Activity list –
A – In the blog post below about music during the pandemic, condense the paragraph beginning "I wasn't really surprised." into a short bulleted list that keeps its main facts.
B – Translate this sentence from the blog post below into Spanish: "Music and the arts, and our openness to them and each other, are one of the few ways to transform struggle, heartache, and tragedy into beauty."
C – In the blog post below, what instrument did the writer pick up to start recording?

Document section –
▬▬▬

Sounding where you are
- Sangeeta Swamy
- Mar 30, 2020
- 3 min read
Updated: Feb 6, 2021
A couple of weeks ago, as the pandemic was building in the United States, I set out to create a guided anxiety reduction video for my students, as well as anyone else I thought might benefit. However, I wasn't happy with the existing music selections in my library and decided to write my own. So one quiet morning in quarantine, a musical phrase came into my mind. I picked up my violin and started recording. Instead of the soothing and gentle tune I expected, however, something entirely different emerged. It was intense, emotional, and expansive. I found myself completely absorbed in each sound, layering melodies and harmonies line by line. It was instinctively satisfying, like drinking water on a sweltering day. After repeatedly playing, reworking, and listening to the symphony of strings that unfolded, a deep well of emotions washed over me. Finally words came. Anxiety, hope, grief, tragedy, heroism. (Listen to the recording here.)

I wasn't really surprised. Most people were indeed feeling anxious and grief-stricken about the state of the world. However, I had been so focused on my role as a music therapist and educator that I had not had a chance to tend to my own emotions. Before I could be in a place of calm and create peaceful music, I knew from past experience and training that it was important to express the feelings I was experiencing in the moment. I needed a place to safely express the grief, shock, and worry that I felt as I watched country after country report lives lost, fear, and chaos. Buddhist nun and teacher Pema Chodron describes this eloquently in her book Start Where You Are.
From a Buddhist perspective, in order to find balance and tranquility, we must accept exactly what we are feeling and experiencing, right in this moment, without pushing it away or craving for something else.
When we do so, a different kind of peace can arise, one that is not necessarily "happy" on the surface level. It is a sense of calm that is deeply accepting regardless of what may surround us, that can help us to be in sync with the laws of nature and the universe.

This is the magic of music, that every music therapist knows. The sounds we create, regardless of whether we have musical training or not, express everything and beyond that we hold deep in our hearts, creating a sound picture of our insides. And through this act of witnessing, creating, listening, of embracing the parts of ourselves that we are too afraid to see, we have the potential to become whole. The music has the capacity to connect us to humanity and create a bridge to a higher consciousness. No medicine can do this. No electronic device can do this. No social media account, money, house, material possession, or another person can do this for us.
Music and the arts, and our openness to them and each other, are one of the few ways to transform struggle, heartache, and tragedy into beauty.
Music can express the cry of the human spirit in aesthetics, timbre and tone, and understand exactly how we are feeling, even when we do not. A reverent relationship with music can help us start where we are, and through the journey it carries us on, end up where the deepest fibers of our being dream of. Indeed, in times of crisis, music is essential work.

▬▬▬

Data records –

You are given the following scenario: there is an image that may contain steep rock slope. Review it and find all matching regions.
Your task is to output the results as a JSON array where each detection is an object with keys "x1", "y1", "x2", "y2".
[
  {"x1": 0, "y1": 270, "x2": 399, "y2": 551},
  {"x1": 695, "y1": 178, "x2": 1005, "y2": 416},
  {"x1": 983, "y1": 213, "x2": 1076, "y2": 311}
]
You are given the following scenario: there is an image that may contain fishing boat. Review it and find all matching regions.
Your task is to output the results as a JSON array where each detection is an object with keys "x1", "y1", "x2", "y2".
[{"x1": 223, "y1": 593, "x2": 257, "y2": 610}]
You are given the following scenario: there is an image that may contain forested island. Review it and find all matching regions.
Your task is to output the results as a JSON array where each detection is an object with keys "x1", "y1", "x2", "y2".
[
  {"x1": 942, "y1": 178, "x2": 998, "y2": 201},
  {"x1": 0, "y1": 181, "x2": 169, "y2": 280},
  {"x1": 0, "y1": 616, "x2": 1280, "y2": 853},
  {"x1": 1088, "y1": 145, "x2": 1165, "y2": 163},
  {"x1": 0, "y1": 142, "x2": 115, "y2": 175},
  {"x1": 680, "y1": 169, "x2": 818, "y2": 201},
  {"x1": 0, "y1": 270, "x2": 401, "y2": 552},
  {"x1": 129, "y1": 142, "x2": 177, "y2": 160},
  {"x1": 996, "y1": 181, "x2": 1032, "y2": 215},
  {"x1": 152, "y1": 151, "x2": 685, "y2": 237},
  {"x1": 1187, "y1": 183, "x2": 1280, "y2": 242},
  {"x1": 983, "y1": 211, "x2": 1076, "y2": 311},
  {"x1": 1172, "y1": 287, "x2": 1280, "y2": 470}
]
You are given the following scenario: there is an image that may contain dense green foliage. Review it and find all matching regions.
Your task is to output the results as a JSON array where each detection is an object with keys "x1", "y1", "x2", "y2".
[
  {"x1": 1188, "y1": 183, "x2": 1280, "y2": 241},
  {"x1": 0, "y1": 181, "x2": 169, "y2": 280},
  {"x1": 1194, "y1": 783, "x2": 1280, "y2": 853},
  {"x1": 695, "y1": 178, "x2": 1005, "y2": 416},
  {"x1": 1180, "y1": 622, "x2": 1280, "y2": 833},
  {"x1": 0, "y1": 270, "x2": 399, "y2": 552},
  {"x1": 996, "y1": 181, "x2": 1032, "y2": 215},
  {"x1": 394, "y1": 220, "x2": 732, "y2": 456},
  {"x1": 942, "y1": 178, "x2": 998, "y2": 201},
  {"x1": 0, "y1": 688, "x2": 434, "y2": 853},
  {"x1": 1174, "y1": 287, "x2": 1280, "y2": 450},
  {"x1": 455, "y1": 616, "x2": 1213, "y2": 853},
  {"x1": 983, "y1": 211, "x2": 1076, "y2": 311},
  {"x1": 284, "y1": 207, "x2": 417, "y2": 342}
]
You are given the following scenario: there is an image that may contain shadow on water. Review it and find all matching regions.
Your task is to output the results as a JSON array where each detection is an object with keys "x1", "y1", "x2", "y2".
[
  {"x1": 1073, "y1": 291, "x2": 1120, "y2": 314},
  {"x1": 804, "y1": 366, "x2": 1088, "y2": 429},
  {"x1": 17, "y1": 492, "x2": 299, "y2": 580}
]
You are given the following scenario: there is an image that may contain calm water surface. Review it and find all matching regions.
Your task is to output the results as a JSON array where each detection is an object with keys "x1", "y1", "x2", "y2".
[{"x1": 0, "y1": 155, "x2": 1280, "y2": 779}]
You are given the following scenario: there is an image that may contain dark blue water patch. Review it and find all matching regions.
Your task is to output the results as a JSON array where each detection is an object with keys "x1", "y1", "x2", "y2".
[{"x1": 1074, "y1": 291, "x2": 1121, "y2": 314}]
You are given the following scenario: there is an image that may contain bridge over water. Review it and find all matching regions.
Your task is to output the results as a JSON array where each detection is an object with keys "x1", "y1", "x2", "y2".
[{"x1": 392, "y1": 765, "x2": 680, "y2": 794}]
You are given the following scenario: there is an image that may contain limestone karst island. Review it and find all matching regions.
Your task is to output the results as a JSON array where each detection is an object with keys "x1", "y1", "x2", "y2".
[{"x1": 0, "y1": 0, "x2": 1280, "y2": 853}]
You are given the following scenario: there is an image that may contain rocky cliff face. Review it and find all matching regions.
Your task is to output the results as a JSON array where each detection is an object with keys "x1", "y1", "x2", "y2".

▬▬▬

Per-task outputs –
A –
- Most people felt anxious and grief-stricken about the state of the world.
- The writer had focused on the roles of music therapist and educator and had not tended to personal emotions.
- Past experience and training showed that feelings in the moment must be expressed before one can be calm and create peaceful music.
- The writer needed a safe place to express grief, shock, and worry while countries reported lives lost, fear, and chaos.
- Pema Chodron, a Buddhist nun and teacher, describes this in her book Start Where You Are.

B – La música y las artes, y nuestra apertura hacia ellas y hacia los demás, son una de las pocas maneras de transformar la lucha, el dolor y la tragedia en belleza.

C – A violin.